[Entries from a set of point annotations]
* start *

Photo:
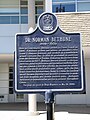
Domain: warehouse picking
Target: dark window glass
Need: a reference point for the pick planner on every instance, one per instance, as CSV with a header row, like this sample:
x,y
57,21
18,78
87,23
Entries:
x,y
10,69
10,75
10,83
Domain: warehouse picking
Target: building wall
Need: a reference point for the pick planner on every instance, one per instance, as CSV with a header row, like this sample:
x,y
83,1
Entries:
x,y
77,22
4,82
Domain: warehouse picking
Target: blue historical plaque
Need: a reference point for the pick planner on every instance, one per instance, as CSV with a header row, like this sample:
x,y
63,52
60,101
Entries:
x,y
48,59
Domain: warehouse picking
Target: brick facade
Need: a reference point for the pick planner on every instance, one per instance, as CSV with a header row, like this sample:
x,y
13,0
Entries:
x,y
76,22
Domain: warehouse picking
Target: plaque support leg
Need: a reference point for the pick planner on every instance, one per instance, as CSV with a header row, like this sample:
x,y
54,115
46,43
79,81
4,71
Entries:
x,y
49,100
32,104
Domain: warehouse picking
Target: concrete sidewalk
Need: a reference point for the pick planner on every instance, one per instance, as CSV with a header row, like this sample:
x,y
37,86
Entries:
x,y
19,111
25,115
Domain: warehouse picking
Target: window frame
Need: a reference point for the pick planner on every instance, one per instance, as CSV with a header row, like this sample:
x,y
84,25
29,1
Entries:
x,y
73,1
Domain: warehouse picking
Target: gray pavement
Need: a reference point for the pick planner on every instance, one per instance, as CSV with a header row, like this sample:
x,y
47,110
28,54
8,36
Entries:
x,y
19,111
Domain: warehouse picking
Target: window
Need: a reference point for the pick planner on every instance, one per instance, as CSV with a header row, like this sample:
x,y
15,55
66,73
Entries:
x,y
13,12
70,5
20,96
39,8
10,79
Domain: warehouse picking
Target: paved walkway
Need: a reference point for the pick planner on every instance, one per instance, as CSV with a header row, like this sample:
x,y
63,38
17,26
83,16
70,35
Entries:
x,y
62,112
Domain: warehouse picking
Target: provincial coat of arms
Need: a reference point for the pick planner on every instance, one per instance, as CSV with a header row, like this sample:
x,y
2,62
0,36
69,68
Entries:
x,y
47,21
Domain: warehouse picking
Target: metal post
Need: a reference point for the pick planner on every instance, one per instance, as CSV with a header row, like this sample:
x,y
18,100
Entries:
x,y
49,100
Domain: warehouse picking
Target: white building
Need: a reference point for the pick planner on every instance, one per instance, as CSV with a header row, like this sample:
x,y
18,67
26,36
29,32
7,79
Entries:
x,y
17,16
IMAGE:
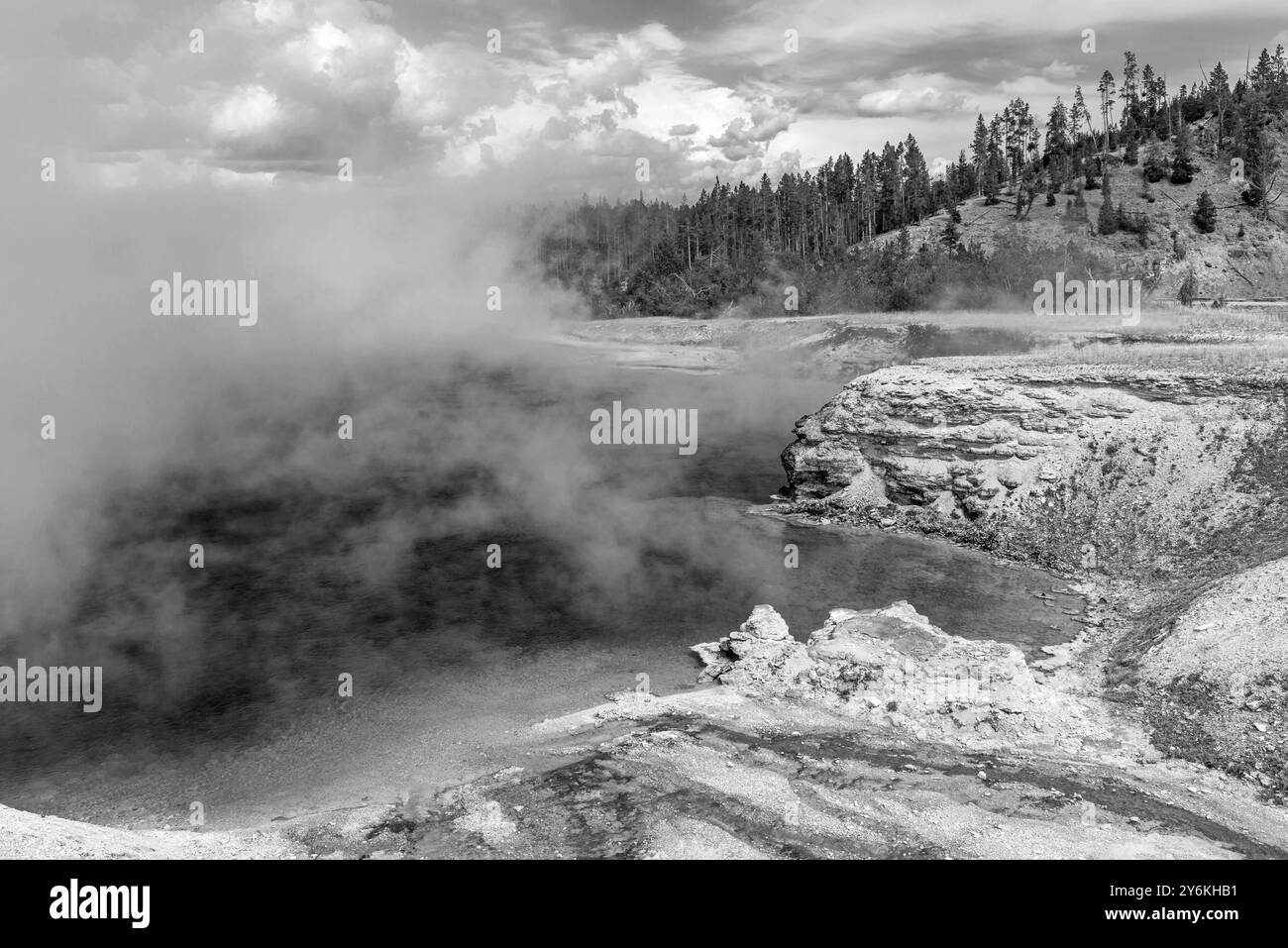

* end *

STATED EXERCISE:
Tally the lines in the records above that contain the string "plaque", counting only matches with the same capitalization. Give only the number.

OUTPUT OF THE EXERCISE:
2